◆ **ABOUT THIS EXERCISE**:
The records below are to be output exactly, except for their pictures.

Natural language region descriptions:
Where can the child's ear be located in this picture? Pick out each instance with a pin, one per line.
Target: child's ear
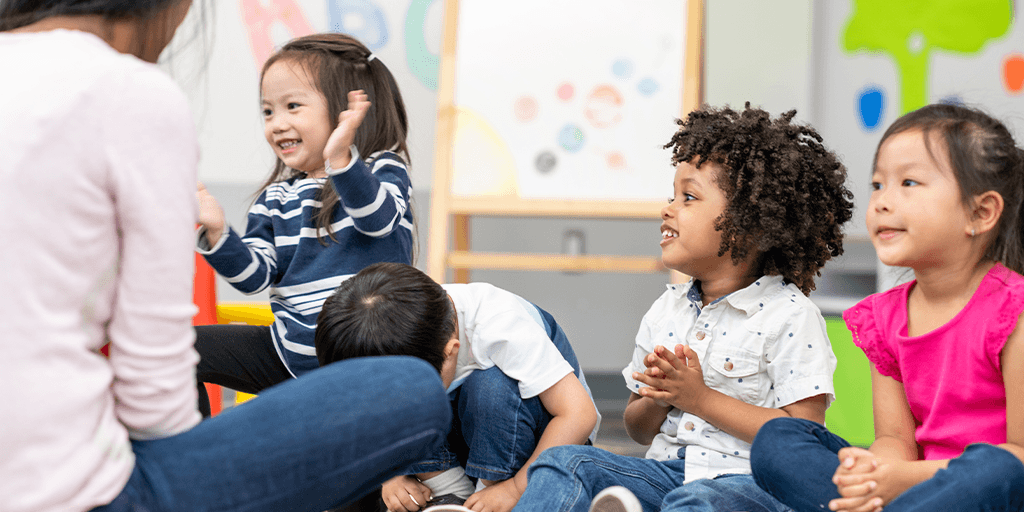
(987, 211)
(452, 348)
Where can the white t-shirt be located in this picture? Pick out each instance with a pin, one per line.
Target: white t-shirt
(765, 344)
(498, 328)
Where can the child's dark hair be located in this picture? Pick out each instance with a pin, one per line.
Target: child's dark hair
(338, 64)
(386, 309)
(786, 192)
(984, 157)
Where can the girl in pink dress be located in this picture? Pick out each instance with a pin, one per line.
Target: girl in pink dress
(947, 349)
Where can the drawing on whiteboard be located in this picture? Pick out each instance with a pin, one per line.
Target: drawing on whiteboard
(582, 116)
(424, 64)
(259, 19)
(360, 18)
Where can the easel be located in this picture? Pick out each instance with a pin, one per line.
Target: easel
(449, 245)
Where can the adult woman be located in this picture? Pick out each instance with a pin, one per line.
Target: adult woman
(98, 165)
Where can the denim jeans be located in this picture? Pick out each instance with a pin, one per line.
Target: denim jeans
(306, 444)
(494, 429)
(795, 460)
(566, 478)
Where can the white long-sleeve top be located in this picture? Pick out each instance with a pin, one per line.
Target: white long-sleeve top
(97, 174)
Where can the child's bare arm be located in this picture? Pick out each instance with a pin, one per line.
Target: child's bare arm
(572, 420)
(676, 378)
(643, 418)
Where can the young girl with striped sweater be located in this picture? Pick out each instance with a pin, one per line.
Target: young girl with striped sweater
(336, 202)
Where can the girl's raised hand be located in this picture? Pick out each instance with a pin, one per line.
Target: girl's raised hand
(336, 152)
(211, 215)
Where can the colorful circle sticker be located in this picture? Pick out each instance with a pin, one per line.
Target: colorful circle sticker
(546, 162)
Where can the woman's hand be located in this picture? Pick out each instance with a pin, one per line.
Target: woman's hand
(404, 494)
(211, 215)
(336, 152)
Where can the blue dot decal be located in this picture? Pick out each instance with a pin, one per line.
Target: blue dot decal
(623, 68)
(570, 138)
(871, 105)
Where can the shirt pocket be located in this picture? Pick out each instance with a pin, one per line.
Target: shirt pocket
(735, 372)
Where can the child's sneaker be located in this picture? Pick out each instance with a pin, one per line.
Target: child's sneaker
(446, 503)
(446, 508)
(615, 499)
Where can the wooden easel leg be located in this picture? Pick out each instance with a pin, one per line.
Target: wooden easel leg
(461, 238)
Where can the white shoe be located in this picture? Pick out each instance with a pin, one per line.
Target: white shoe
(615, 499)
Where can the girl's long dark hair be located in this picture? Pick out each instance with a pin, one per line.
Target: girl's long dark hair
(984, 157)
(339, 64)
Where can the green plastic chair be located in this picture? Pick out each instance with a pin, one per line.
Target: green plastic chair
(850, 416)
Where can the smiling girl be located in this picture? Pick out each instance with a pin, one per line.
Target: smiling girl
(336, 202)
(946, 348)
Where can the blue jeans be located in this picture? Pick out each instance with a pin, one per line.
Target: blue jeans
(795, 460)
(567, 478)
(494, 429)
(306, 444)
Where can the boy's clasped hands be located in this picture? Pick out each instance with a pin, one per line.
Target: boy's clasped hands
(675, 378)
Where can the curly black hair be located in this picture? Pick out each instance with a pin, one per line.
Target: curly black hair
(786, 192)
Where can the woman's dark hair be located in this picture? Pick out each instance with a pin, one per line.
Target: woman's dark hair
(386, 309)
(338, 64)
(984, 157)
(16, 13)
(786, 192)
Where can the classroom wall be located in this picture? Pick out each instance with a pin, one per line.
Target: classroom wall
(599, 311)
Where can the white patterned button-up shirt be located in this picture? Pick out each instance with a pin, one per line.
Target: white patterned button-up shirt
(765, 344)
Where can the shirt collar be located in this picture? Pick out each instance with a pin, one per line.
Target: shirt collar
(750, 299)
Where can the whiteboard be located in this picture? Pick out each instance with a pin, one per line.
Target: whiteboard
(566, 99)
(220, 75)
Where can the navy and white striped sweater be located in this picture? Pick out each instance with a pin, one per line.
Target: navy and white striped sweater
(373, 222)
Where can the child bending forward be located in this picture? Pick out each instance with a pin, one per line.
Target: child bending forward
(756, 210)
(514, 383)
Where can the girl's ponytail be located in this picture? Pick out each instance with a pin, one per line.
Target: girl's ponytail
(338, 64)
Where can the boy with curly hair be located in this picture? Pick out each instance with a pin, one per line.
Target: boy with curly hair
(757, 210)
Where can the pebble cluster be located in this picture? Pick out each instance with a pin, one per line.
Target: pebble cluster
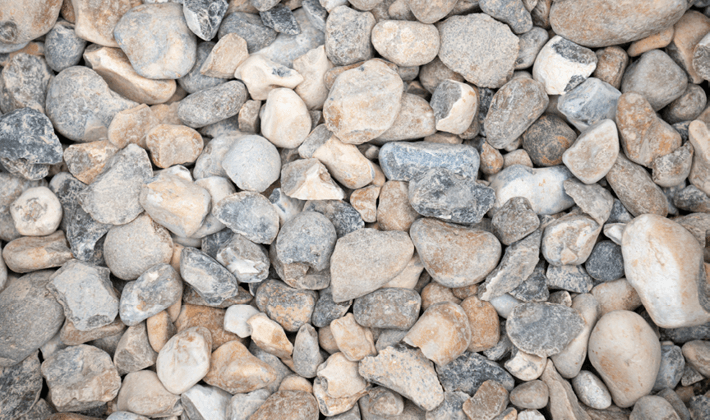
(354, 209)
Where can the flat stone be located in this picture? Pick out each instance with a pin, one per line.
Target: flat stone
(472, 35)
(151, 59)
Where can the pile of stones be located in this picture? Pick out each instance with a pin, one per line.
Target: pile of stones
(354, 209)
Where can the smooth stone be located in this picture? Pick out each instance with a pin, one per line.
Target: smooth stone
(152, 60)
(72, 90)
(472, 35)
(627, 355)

◆ **RESPONSE TO THE EXERCISE**:
Where can the child's ear be located in this picture? Pick out each instance with a pin, one per line.
Target: child's ear
(987, 211)
(452, 348)
Where can the white t-shirt be located in this picture? Pick out each instance with a pin, one per line.
Target: white t-shirt
(765, 344)
(498, 328)
Where can the child's dark hair be located in this picture? Pick out each instance with a pin, one per line.
Target: child's dark hair
(338, 64)
(386, 309)
(786, 192)
(984, 157)
Where can the girl in pink dress be located in this picture? Pick out each instance with a pin, one per line.
Target: girl in pink dress
(947, 349)
Where can the drawing on whiteboard be located in this picture? Pick out each instance with a pin, one per line.
Target: drawing on whiteboard
(582, 116)
(424, 64)
(259, 19)
(360, 18)
Where can the easel be located in this picture? Pick out each instance with a pin, one per line.
Target: easel
(449, 245)
Where can the adult woman be located in this picture? Pick out each instance with a pin, one per line.
Target: adult woman
(98, 165)
Where can the denim jeans be located in this picture? Pick out each instance with a pin, one per line.
Target: denim jeans
(306, 444)
(494, 429)
(795, 460)
(566, 478)
Where can the white long-sleeve top be located in this picture? Pick out each instance with a pin, one per line.
Target: white long-sleeve top
(97, 174)
Where can the child's bare arm be located in this picture? Pick out each instance with a pin, one per line.
Target: child's bare arm
(572, 420)
(676, 378)
(643, 418)
Where can the young girl with striped sweater be located in this picture? Pick out each instance with a pin, one per line.
Target: young girl with striped sweater
(336, 202)
Where can the girl's raised hand be located in this picture? Pick out each instance with a pin, one per line.
Target: girl's raised hand
(336, 152)
(211, 215)
Where can the colorful circle sticker be located in this picture? Pick out each instance with a pin, one per line.
Target: colorful circle sticker
(546, 162)
Where can the woman's hand be located in this picture? Pick out each instance with a pin, one per line.
Target: woman's hand
(404, 494)
(211, 215)
(336, 152)
Where can the blue dot decal be located in this picture? Pick out each instance with a pin, one per line.
Target: blue dot decal
(623, 68)
(570, 138)
(871, 105)
Where can the shirt pocket be located in this picture? Pick out each instance with a pin, one per line.
Target: shirt pocket
(735, 372)
Where can the child's sneaker be located in this picture? Pick out each instance with a pin, one per line.
Target: child's sneaker
(446, 503)
(446, 508)
(615, 499)
Where can the wooden easel leg be located in this picture? Pick out each instance with a pin, one per line.
Target: wooden easel leg
(461, 238)
Where can the white shoe be located in this picture? Pick out each instance with a pin, one per line.
Target: white shoe
(615, 499)
Where can the girl's long dark hair be located in this picture? Pick out each instance with a pin, one per line.
Target: girl's long dark hair
(984, 157)
(339, 64)
Where can the green plastic chair be located in this picture? Pick out each instance with a pin, one per line.
Target: green plastic chair
(850, 416)
Where can the smiling girl be located in this picture? Pick out each instance with a pin, one per line.
Target: smiling girl
(336, 202)
(946, 348)
Where can the blue jeans be located in this picture? Pick out each instance with a pin, one per line.
Target: blue jeans
(795, 460)
(567, 478)
(494, 429)
(306, 444)
Where can the boy's clasped hands be located in this picture? Pick out each instance with a pin, one per line.
Target: boy's clasped hands
(675, 378)
Where can the curly black hair be located in this picture? Pick out each instance with a pin, one per line.
Target: curly black hair
(786, 192)
Where can the woman's dark hair be located in this picture? Pick out each instance with a pin, one per line.
Target: woman's dark hair
(386, 309)
(338, 64)
(984, 157)
(16, 13)
(786, 192)
Where can the classroom wall be located in this picture? Pick out each instance with a pin, one per line.
Target: classroom wall
(599, 311)
Where can the white patterned button-up shirt be located in this picture? Pick out each instance with a pin, one per line.
Target: white patterned button-up shirt
(765, 344)
Where can the shirt collar be located in this picture? Pick out each instance with a pin, one per line.
Target: shirt collar
(750, 299)
Where can the whiteboard be located in this picture? Pick out each instance with a pin, one per line.
Target: whiteboard
(566, 99)
(220, 75)
Where can the navy and white striped sweater be located in this picture? Pick out each instance with a pin, one per line.
Target: navy and white striped sweater
(373, 222)
Where can the child bending forward be located in this picture? Pick out each instance with a pin, one per line.
Target: child bending forward
(756, 210)
(514, 383)
Where can the girl's ponytail be located in this picture? Pick out each instance with a pin, one per line.
Target: girl's ponytail
(338, 64)
Where can the boy with curly hair be located in this picture? Pick out each instance with a pin, one per line.
Target: boy with curly hair
(757, 210)
Where can the pebble cluster be located in this picture? Pick out each instance with a pin, one per line.
Target: pebble cluster
(354, 209)
Where can the flat stone be located in this picture? Pick out each instance with a pin, one per line.
Target: flat stone
(472, 35)
(151, 59)
Where can the pile of stones be located in this picture? Pick out each instance with a pin, one per line.
Target: pile of stones
(354, 209)
Where can the smooth stone be located in this picture? Pick out each instance with a pin, one per line.
Target: smooth stone
(152, 60)
(72, 90)
(472, 35)
(627, 355)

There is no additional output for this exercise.